Supreme Court of Victoria Denies Navy Women Common Law Damages in a Wrongful Birth Claim

PUBLISHED 20 Oct 2015

The plaintiff, Ms Emily Hetherington, brought a common law claim for damages against the Commonwealth of Australia, Department of Defence, arising out of a medical examination at a Navy medical centre, and five further examinations at regular intervals at a similar centre at HMAS Cerberus in Victoria, which failed to detect her early pregnancy.

On 2 May 2008, an ultrasound examination was undertaken, and confirmed that she was 22 weeks pregnant, by which time it was no longer feasible for her to undergo a termination procedure, such as an abortion.

Section 388 of Military Rehabilitation and Compensation Act 2004 (Cth)(“MRCA”)

As a bar to the plaintiff’s common law claim for damages, the defendant relied on section 388 of MRCA.

Section 388 provides for a limited exception, confined to damages for non-economic loss to an amount of $110,000.00, and precludes all legal action and/or proceedings for common-law damages against the Commonwealth of Australia, where the injury on which the plaintiff sues was a “service injury sustained, or a service disease contracted” from, inter alia, an occurrence that “happened” or “arose out of” or was “attributable to” any defence service rendered by that person.

DATASET:
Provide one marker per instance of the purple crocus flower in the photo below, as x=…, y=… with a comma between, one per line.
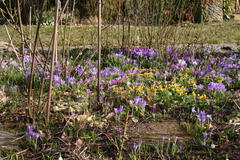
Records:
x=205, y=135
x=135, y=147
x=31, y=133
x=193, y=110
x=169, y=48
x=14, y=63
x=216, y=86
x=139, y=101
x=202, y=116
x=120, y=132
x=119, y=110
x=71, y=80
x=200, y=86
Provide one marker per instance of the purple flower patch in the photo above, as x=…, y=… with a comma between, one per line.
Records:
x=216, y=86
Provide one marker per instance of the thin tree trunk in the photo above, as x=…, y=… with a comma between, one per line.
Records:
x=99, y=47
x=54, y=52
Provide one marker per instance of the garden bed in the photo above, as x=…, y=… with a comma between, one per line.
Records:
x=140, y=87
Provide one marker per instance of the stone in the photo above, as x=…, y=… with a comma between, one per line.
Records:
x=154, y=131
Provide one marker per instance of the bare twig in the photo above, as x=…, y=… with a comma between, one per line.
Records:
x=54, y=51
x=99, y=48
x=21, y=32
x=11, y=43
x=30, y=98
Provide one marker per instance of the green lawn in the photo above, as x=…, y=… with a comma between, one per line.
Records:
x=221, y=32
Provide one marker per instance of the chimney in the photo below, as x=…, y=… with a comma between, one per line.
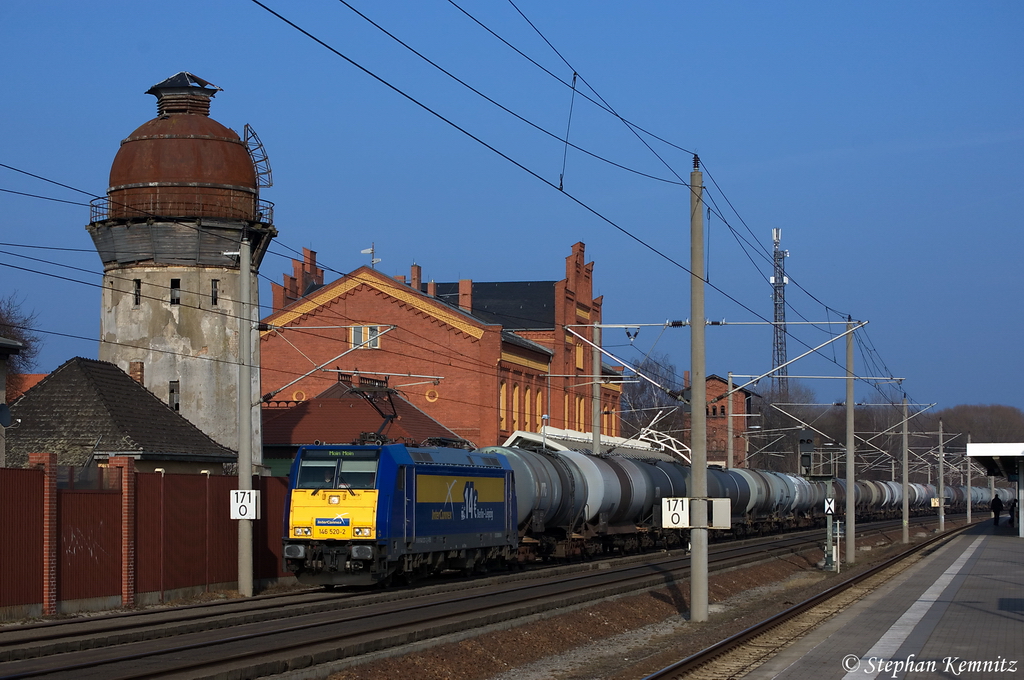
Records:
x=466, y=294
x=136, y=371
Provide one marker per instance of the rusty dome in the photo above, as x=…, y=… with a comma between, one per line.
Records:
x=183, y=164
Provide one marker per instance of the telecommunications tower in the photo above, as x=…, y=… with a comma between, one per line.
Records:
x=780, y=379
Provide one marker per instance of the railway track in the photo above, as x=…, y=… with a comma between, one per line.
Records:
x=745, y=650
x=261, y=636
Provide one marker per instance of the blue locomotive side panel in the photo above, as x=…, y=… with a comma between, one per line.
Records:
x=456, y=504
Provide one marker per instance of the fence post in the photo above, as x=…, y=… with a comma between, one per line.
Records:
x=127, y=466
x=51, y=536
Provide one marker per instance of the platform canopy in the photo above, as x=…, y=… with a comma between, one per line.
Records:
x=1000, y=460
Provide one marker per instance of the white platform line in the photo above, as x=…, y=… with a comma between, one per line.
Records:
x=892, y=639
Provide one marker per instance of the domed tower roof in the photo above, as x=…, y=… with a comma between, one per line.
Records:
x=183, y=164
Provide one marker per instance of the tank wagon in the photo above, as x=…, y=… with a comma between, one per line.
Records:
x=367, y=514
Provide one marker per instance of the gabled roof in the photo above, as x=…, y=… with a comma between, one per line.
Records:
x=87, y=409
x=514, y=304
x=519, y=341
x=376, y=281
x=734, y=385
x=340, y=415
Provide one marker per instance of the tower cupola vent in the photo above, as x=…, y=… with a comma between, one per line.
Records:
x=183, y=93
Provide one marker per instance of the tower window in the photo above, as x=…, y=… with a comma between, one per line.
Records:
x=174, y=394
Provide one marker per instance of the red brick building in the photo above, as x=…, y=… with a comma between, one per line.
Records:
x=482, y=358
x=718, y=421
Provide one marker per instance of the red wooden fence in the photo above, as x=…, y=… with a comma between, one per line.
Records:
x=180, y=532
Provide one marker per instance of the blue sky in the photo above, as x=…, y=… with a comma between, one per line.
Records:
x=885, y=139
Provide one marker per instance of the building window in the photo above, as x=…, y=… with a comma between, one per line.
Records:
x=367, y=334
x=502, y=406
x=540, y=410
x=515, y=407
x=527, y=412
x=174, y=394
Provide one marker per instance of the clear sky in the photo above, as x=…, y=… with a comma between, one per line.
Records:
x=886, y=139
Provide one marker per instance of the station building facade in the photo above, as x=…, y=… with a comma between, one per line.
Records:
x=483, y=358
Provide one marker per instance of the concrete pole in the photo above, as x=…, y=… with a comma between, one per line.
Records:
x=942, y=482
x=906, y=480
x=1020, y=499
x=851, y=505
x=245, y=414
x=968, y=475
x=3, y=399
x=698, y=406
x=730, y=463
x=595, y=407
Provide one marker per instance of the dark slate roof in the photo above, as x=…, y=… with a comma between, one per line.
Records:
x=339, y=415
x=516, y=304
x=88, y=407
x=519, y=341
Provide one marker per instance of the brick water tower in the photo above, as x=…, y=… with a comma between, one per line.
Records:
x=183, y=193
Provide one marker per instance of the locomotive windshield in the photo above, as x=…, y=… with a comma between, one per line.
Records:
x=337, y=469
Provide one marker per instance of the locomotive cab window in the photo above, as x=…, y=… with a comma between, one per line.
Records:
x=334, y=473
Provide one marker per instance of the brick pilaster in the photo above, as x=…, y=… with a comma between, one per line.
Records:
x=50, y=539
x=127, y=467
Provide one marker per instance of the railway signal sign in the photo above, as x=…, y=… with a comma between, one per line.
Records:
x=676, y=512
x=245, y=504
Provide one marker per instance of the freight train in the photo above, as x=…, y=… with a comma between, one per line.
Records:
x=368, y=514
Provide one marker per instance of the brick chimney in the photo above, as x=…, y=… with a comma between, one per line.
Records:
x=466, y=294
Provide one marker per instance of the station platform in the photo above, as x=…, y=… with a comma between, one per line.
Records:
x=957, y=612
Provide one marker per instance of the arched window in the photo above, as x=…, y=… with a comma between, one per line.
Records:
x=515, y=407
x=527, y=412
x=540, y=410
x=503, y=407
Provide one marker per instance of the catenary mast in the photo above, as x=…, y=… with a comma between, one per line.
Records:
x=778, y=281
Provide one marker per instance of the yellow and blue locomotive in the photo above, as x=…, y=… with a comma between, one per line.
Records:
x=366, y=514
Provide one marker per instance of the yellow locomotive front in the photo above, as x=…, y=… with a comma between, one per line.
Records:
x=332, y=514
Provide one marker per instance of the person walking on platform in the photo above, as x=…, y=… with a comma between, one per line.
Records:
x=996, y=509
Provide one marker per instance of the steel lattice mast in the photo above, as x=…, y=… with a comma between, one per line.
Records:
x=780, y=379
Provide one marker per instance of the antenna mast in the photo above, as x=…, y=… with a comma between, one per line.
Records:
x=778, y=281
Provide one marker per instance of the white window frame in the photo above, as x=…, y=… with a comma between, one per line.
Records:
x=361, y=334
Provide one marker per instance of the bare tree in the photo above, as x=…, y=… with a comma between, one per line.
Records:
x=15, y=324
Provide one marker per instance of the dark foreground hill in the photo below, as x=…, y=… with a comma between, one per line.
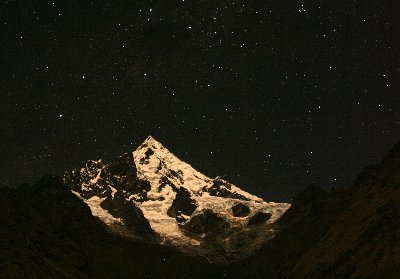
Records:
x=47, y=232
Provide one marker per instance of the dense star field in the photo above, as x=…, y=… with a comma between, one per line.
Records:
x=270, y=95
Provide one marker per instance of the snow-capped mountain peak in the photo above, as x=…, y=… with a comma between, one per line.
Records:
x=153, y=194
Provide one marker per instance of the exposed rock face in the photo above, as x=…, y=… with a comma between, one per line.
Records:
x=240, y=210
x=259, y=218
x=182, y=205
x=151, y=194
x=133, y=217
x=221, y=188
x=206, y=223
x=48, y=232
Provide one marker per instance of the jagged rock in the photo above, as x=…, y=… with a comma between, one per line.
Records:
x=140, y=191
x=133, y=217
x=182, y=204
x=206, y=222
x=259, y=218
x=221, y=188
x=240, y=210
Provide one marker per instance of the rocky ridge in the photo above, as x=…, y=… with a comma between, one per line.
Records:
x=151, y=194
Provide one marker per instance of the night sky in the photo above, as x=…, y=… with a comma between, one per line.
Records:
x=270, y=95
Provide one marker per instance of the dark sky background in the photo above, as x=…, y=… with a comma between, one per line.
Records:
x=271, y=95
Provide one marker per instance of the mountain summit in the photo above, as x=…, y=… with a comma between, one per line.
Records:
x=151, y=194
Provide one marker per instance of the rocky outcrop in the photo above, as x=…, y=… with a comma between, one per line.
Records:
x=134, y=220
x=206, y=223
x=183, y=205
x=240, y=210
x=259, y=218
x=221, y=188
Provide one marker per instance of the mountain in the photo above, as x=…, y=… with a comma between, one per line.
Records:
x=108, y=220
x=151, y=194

PROBLEM TO WORK ON:
Copy out the passage of the article on the wrongful birth claim above, starting with "Section 388 provides" and going on through "by that person.".

OUTPUT FOR THIS TASK:
Section 388 provides for a limited exception, confined to damages for non-economic loss to an amount of $110,000.00, and precludes all legal action and/or proceedings for common-law damages against the Commonwealth of Australia, where the injury on which the plaintiff sues was a “service injury sustained, or a service disease contracted” from, inter alia, an occurrence that “happened” or “arose out of” or was “attributable to” any defence service rendered by that person.